Directions: Reproduce every one of the entries below word for word, keeping each line and its punctuation unchanged.

Exercise material:
------------------------
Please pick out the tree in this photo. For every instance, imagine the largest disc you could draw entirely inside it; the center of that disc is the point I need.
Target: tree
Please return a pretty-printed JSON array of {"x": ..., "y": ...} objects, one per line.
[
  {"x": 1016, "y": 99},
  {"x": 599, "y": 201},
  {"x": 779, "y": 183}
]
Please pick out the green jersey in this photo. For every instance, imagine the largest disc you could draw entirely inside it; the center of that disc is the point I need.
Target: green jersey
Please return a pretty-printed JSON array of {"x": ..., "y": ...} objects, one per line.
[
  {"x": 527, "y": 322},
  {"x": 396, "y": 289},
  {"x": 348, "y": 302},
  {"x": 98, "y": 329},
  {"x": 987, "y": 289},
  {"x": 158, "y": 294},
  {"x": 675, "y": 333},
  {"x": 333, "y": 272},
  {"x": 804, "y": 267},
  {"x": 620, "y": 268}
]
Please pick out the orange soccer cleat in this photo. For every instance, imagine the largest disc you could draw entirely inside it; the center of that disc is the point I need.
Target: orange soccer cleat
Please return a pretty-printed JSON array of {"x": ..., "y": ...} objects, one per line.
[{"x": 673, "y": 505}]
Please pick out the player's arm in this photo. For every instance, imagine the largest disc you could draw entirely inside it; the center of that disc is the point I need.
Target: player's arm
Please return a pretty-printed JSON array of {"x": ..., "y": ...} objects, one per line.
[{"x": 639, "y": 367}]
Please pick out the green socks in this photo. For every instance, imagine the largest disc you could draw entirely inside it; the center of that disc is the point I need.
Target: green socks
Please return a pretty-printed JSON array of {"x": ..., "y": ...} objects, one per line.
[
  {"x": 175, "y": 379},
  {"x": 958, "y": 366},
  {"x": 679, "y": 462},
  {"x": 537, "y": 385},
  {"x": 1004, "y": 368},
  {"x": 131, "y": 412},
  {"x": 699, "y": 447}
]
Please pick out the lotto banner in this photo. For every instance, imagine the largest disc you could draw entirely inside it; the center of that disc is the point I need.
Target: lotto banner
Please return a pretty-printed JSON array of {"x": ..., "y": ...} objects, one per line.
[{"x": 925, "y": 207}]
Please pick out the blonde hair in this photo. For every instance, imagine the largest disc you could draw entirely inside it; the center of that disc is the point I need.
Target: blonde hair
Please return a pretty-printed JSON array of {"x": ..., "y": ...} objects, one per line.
------------------------
Written answer:
Please pick out the tree in this photo. For every instance, imagine the largest disc you could draw entirely inside it; the center of that disc is the point I need.
Target: tree
Please return a pretty-printed JSON array of {"x": ..., "y": ...} objects, one per line.
[
  {"x": 1016, "y": 99},
  {"x": 599, "y": 201},
  {"x": 779, "y": 183}
]
Please pick out the green jersey in this photo. For every instance, imagine the largest disc you could draw entirely inside it; the center of that disc is the point I need.
Target: green jersey
Please return a pretty-printed JSON array of {"x": ..., "y": ...} objects, one per line.
[
  {"x": 527, "y": 322},
  {"x": 396, "y": 289},
  {"x": 348, "y": 302},
  {"x": 98, "y": 329},
  {"x": 987, "y": 289},
  {"x": 158, "y": 294},
  {"x": 675, "y": 333},
  {"x": 333, "y": 272},
  {"x": 804, "y": 267},
  {"x": 620, "y": 268}
]
Please pick out the orange soccer cleat in this photo. For every instance, imagine the largest disc you could draw entirely inside it; the center of that disc is the point I need.
Target: orange soccer cleat
Please return a pretty-printed JSON array of {"x": ..., "y": ...} objects, one per line.
[{"x": 673, "y": 505}]
Please pick out the player's arm in this photo. For every instance, imagine the largest disc you could draw entirely inside it; the center of that disc is the point I need.
Target: player's arm
Please return a pretty-printed JSON array of {"x": ..., "y": ...} objects, one per line.
[{"x": 639, "y": 367}]
Please pick out the green socks in this photo. For every instance, imagine the largest disc you could draw entirely inside it; the center of that disc is the point I need.
Target: green socks
Please return a pretty-printed JSON array of {"x": ..., "y": ...} objects, one per line.
[
  {"x": 175, "y": 379},
  {"x": 958, "y": 366},
  {"x": 679, "y": 462},
  {"x": 537, "y": 385},
  {"x": 1004, "y": 368},
  {"x": 131, "y": 412},
  {"x": 699, "y": 447}
]
Please pick out the lotto banner in this photo. For every instance, imagine the largest disc you could draw entirely inside it; the center of that disc is the point I need.
Target: lotto banner
Please return a pretty-printed JSON array of {"x": ..., "y": ...} objects, one per line.
[{"x": 925, "y": 207}]
Please pick out the blonde hair in this photo. For every instance, imagine the largest disc you could draw entirely inside it; the center of that disc is the point I need.
Target: blonde hair
Please return a pretty-printed JSON array of {"x": ..., "y": ...} objects, one per line.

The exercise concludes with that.